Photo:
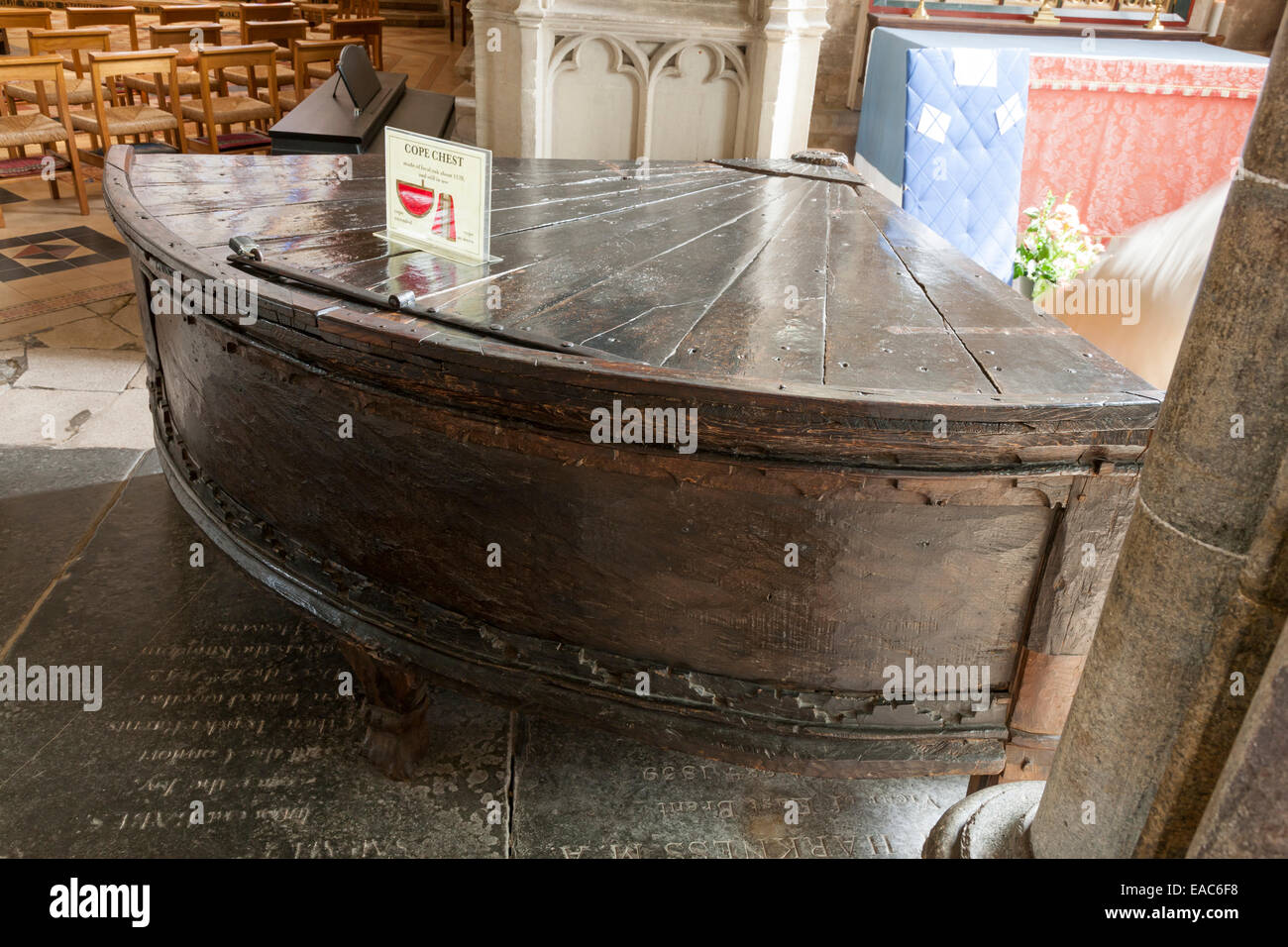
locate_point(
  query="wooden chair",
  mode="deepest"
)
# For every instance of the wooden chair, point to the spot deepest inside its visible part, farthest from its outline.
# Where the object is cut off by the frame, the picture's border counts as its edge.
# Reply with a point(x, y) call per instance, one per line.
point(181, 37)
point(38, 128)
point(63, 43)
point(263, 13)
point(282, 35)
point(187, 13)
point(142, 121)
point(313, 59)
point(31, 18)
point(259, 63)
point(467, 26)
point(104, 16)
point(370, 30)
━━━━
● The exercise:
Write out every line of the items above again, requests included, multiplying each point coordinate in the answers by 1.6 and rounding to whole numbers, with halves rounded up. Leave the pictures out.

● Completed exercise:
Photo:
locate_point(
  query="wooden chair",
  mode="deepest"
)
# For every instance of the wooden chair, point to the spot deepest inside its visible part, farthest from its outline.
# Where the object is cut off by the frame, the picture's border counts as its edge.
# Reply with a point(x, y) call per instance, one per line.
point(290, 59)
point(61, 205)
point(101, 69)
point(421, 21)
point(451, 56)
point(299, 21)
point(227, 194)
point(501, 94)
point(50, 29)
point(414, 101)
point(747, 42)
point(166, 26)
point(592, 48)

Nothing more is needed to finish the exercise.